■ **WRITTEN REQUEST 1**: Please report every line of the rows below that contains the word "outline", copying each such line in full.

== QUOTED TEXT

Distillery Focus - Distillery Botanica

Distillery Botanica’s master distiller owner Philip Moore

Distillery Botanica’s master distiller owner Philip Moore

As far as Australian distilleries go, Distillery Botanica could be said to be one of the early pioneers. Established in 2007 at a time when the number of micro-distilleries in Australia were in the low digits, it was originally known as St Fiacre Distillery, so named after the patron saint of gardeners. And a gardener is what distiller and owner Philip Moore is at heart, with a love of plants driving a meticulous approach towards coaxing the best flavour out of them.

 The history of Distillery Botanica

A horticulturalist by profession, Philip was the founder and owner of one of Australia’s largest wholesale nurseries, Renaissance Herbs, which he operated for over 20 years. A need for a sea change in 2007 prompted Philip to turn his hand to distilling. Entirely self-taught, Philip set out to incorporate his self-described passion for plants into alcoholic spirits, first creating a number of liqueurs using Australian native botanicals before moving into the production of gin and vodka. Philip originally called his distillery St Fiacre, however, later changed that to Distillery Botanica after one too many people stumbled over pronouncing the former.

Located in Erina in Central Coast NSW where it has been since its inception, the distillery compound encompasses a decent sized garden housing quite a few of the botanicals that end up in Philip’s alcoholic creations. Philip’s skill in extracting the best flavours from every component of the plant (be it the fruit, flower, stem or stalk) is evident across the distillery’s range of liqueurs and spirits; as with a lot of his fruit liqueurs, the raspberry liqueur delivers an intense hit of fresh fruity berries both on the nose and palate, unlike the more plastic like feel of some of the bigger commercial brands (with good reason, Philip uses a kilo of the fruit per litre of alcohol).

====

■ **WRITTEN REQUEST 2**:
Answer these from the distillery profile above:
(a) What was the distillery originally called?
(b) For how many years did Philip Moore operate Renaissance Herbs?
(c) How much fruit per litre of alcohol goes into the raspberry liqueur?

== RECORDS

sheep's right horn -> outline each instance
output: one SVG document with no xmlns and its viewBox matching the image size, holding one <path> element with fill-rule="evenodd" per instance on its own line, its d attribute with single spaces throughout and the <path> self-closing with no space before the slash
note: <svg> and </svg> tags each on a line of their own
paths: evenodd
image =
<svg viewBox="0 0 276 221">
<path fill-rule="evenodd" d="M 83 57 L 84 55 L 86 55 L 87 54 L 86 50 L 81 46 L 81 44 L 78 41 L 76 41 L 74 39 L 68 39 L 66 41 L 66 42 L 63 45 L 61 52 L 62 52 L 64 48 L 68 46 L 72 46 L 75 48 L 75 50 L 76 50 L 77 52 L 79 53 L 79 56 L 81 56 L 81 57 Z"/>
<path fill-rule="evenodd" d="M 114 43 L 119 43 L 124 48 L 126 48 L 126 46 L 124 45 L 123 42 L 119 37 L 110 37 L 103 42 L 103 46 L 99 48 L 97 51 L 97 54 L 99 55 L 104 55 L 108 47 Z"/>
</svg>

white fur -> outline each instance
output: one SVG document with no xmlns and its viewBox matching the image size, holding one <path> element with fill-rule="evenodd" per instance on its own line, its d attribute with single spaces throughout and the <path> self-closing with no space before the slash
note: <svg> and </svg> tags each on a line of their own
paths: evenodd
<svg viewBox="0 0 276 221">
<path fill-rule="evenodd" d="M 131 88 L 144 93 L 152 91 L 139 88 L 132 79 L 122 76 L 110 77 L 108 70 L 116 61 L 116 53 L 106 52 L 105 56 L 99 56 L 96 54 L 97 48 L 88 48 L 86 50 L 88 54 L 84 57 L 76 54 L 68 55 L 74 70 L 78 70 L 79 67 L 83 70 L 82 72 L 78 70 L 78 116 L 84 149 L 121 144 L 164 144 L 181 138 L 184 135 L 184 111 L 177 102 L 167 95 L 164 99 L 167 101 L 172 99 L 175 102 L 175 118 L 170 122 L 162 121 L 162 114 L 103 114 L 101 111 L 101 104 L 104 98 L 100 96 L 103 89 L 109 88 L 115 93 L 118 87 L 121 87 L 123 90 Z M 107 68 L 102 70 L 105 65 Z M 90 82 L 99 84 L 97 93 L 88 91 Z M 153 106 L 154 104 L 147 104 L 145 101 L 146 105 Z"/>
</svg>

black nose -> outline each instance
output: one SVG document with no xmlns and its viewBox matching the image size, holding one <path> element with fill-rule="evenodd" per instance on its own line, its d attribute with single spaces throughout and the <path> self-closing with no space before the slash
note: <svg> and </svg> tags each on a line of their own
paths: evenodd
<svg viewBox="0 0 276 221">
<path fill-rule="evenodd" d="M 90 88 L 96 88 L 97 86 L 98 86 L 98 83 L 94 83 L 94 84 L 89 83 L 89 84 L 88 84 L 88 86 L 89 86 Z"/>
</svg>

====
== RECORDS

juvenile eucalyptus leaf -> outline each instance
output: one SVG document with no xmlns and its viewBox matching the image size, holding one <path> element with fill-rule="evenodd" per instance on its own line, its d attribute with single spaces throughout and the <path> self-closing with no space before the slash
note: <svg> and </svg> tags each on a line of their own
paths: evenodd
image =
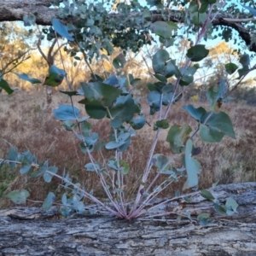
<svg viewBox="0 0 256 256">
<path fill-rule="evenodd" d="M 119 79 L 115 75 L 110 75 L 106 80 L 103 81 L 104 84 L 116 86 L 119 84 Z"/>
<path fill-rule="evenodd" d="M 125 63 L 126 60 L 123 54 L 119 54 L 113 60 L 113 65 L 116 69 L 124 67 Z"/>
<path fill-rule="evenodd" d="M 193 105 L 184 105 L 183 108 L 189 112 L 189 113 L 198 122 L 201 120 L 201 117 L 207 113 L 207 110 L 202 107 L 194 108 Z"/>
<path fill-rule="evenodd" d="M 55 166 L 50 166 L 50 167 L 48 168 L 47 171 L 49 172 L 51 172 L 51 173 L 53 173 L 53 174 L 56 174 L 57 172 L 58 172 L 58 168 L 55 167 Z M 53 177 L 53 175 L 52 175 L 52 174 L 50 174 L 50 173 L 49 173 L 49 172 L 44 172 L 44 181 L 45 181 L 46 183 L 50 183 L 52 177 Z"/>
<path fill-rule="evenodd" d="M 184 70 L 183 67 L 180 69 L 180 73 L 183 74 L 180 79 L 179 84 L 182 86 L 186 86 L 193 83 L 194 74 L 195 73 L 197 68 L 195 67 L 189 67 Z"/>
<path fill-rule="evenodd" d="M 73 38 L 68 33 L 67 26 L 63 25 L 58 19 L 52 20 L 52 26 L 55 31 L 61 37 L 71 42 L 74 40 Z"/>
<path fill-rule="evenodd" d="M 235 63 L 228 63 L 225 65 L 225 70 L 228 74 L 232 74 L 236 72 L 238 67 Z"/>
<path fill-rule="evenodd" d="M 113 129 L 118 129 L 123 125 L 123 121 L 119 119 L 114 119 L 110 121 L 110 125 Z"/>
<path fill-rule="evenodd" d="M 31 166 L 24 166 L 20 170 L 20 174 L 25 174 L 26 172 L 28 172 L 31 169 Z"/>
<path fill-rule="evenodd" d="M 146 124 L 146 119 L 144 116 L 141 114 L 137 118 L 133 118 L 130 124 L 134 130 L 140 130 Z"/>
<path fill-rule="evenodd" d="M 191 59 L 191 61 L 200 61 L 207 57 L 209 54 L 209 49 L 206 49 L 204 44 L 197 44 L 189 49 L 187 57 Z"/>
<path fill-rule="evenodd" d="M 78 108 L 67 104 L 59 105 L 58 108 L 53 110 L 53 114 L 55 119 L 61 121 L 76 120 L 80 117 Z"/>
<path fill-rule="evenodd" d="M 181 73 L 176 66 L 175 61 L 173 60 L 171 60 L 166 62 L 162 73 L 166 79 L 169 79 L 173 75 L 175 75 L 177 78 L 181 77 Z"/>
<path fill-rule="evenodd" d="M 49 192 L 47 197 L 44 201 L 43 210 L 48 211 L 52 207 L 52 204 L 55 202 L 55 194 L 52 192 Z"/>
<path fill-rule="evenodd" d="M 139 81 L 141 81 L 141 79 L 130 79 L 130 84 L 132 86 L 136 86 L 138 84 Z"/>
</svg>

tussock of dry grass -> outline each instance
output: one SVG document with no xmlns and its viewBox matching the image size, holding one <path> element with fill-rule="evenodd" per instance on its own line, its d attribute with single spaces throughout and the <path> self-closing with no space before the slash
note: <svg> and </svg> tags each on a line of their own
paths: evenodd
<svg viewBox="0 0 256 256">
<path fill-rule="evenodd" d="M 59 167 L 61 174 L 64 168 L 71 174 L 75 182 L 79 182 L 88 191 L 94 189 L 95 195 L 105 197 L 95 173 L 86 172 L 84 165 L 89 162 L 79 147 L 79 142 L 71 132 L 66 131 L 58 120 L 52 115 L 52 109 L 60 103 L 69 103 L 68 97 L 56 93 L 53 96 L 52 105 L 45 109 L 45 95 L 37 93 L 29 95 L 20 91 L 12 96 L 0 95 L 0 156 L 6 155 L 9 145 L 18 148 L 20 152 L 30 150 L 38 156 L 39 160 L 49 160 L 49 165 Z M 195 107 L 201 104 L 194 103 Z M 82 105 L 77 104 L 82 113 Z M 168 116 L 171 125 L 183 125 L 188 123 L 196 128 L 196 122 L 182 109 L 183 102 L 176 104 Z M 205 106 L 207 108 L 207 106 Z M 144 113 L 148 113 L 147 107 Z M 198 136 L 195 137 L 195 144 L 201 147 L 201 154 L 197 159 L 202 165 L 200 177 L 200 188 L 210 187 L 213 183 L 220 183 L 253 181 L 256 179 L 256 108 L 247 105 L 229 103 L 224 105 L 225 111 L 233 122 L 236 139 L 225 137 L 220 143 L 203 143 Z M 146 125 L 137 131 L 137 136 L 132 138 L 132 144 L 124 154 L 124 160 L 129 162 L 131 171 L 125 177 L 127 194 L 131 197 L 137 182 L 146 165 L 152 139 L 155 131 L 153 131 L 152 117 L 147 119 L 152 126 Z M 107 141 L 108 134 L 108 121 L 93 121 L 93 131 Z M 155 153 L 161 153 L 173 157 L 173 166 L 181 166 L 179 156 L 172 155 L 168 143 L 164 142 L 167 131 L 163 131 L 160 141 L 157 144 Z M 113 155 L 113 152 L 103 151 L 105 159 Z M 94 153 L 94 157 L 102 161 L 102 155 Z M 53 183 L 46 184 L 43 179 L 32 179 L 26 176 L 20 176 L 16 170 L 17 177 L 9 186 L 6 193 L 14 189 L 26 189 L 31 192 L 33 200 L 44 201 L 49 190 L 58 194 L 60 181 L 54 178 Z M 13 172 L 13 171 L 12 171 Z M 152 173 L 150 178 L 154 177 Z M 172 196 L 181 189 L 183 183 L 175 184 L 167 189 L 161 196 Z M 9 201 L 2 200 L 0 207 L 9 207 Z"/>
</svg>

====
== RECORDS

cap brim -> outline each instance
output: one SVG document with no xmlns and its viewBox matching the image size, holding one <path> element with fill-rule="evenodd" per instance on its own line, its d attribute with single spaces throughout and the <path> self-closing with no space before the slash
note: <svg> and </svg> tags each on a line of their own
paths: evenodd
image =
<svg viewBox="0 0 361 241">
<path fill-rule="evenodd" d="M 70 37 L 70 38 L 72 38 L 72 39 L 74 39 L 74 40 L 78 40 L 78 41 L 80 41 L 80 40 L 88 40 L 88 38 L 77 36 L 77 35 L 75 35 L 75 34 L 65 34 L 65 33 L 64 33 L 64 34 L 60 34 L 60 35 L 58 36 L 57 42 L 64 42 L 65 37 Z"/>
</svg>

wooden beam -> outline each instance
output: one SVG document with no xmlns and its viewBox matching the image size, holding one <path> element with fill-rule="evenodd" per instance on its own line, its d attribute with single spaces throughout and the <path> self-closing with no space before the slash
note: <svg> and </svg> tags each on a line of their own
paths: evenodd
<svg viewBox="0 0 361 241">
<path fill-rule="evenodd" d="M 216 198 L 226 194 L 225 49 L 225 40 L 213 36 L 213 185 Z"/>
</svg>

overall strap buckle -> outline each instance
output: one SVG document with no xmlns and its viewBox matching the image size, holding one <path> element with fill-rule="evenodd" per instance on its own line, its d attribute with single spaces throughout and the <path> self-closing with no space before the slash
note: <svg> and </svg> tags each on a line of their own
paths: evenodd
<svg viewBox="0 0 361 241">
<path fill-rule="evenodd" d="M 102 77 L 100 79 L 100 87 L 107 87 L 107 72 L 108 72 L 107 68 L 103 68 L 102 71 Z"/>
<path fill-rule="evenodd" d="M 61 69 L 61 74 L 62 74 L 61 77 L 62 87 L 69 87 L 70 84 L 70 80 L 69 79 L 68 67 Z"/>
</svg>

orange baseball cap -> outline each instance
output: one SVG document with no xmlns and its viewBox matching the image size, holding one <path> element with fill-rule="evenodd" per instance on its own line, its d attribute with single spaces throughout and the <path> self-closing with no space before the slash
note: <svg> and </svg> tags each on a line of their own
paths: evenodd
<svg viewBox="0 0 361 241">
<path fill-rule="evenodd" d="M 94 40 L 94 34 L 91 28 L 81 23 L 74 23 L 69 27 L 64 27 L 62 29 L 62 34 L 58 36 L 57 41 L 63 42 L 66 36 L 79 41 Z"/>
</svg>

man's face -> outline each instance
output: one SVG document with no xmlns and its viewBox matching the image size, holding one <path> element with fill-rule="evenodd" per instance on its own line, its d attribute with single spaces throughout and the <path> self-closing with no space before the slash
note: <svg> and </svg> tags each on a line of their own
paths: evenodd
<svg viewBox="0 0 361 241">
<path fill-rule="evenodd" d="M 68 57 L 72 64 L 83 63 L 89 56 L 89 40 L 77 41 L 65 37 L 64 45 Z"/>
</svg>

====

■ **FULL ANSWER 1**:
sheep's right horn -> outline each instance
white fur -> outline each instance
black nose -> outline each instance
juvenile eucalyptus leaf -> outline each instance
tussock of dry grass -> outline each instance
cap brim -> outline each instance
wooden beam -> outline each instance
overall strap buckle -> outline each instance
orange baseball cap -> outline each instance
man's face -> outline each instance

■ **FULL ANSWER 2**:
(a) St Fiacre Distillery
(b) Over 20 years
(c) A kilo